# Help! Questions for 2004 Altima Hood and Front Bumper



## vf500racer (Oct 5, 2005)

Ok, folks, I need some help.
Some jeep jumped out in front of my 2004 2.5 and I crunched my hood, lights, grille and front bumper.

I have couple of ideas:

1.) Carbon hood? Where can I get one that won't fall apart and at a good price? Carbon front bumper? Can't find one on net.

2.) Hood and bumper kit? Know anyone having a kit for sale?

3.) Change 2004 bumper into 2005 bumper/ SE-R bumper?
Is the mounting points the same?
(I can get a 2005 grille from a friend)

4.) Anyone selling or know where I can find a champange/gold hood+front 
bumper?

5.) Smoke '05 Headlights are same?

THanks in advance. I could really use some help. Thanks.


----------



## cdmorenot (Dec 22, 2005)

vf500racer said:


> Ok, folks, I need some help.
> Some jeep jumped out in front of my 2004 2.5 and I crunched my hood, lights, grille and front bumper.
> 
> I have couple of ideas:
> ...


are we talking about carbon fiber here ?? anyway.. i have done some major research for altima parts and i dont know of anyone out there that makes a carbon fiber bumper for the altima .. a carbon fiber look on an altima looks really stupid unless you have some major work done to it. think of it as the icing on the cake.... now.. if you want to change the fascia to the se-r fascia you can do so.. mounting points are the same nothing changes.. you will need a new hood.. you will need the new headlights .. not only the headlights but the whole assembly along with the HID components unless you want to get halogen headlights.. keep in mind that when you do the se-r fascia you will need the fogs.. the fog finishers and a few other things that at the end of the day will burn a huge hole in ur pocket.. i would say screw it.. there are many sites out there that sell oem quality bumpers for a very affordable prices same with headlights and hoods.. if i were you i would forget about the se-r look unless you got money up your ass .. if you have to get the parts and you want to look different go for the 05+ look but get the active tuning s5 grill ... otherwise it will look ugly because im sorry .. i dont mean to offend 05+ owners but that grill looks like crap.. it looks like big teeth coming to bite you.. 
everything is the same.. nothing changes .. except for hood, headlights, fogs and bumper cover.. good luck .. and ill try to post some websites for you to find parts.. but if you go to the dealership they will order the parts for you and you have to pay no shipping.. lets just say you are better off...


----------



## WATSON1 (Jul 9, 2005)

vf500racer said:


> Ok, folks, I need some help.
☆ ☆ ☆ ☆ ☆
:: WRITTEN TASK ::
List every part of the car that the first post in the forum thread above says was crunched.
☆ ☆ ☆ ☆ ☆
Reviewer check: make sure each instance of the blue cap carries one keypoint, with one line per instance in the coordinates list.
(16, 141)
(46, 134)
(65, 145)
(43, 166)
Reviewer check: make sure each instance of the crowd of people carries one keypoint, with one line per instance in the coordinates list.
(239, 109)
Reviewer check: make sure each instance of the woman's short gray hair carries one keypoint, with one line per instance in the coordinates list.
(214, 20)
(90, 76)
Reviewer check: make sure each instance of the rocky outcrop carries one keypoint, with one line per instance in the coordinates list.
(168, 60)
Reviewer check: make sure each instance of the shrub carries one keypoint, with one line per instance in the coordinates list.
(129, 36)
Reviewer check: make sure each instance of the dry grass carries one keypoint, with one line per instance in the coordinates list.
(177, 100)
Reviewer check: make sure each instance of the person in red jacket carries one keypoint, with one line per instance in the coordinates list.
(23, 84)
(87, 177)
☆ ☆ ☆ ☆ ☆
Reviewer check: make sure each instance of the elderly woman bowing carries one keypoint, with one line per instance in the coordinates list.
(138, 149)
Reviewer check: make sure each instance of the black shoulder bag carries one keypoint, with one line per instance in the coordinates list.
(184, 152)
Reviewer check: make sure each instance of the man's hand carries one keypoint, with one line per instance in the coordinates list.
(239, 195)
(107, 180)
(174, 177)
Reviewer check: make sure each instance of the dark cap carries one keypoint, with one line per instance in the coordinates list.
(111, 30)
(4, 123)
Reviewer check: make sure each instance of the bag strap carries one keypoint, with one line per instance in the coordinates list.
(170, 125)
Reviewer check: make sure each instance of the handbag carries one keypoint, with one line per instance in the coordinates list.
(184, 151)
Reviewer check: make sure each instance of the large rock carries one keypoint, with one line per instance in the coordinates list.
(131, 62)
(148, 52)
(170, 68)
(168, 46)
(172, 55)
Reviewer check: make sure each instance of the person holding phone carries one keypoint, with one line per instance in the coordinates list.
☆ ☆ ☆ ☆ ☆
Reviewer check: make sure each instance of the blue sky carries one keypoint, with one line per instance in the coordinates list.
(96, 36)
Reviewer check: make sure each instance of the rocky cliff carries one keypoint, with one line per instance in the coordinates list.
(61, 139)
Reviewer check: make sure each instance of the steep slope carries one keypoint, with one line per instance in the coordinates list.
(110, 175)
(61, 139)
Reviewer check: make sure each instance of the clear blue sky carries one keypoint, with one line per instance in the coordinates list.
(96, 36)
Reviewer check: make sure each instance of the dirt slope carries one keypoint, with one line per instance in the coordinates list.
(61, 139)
☆ ☆ ☆ ☆ ☆
:: THE RESULT ::
hood, lights, grille, front bumper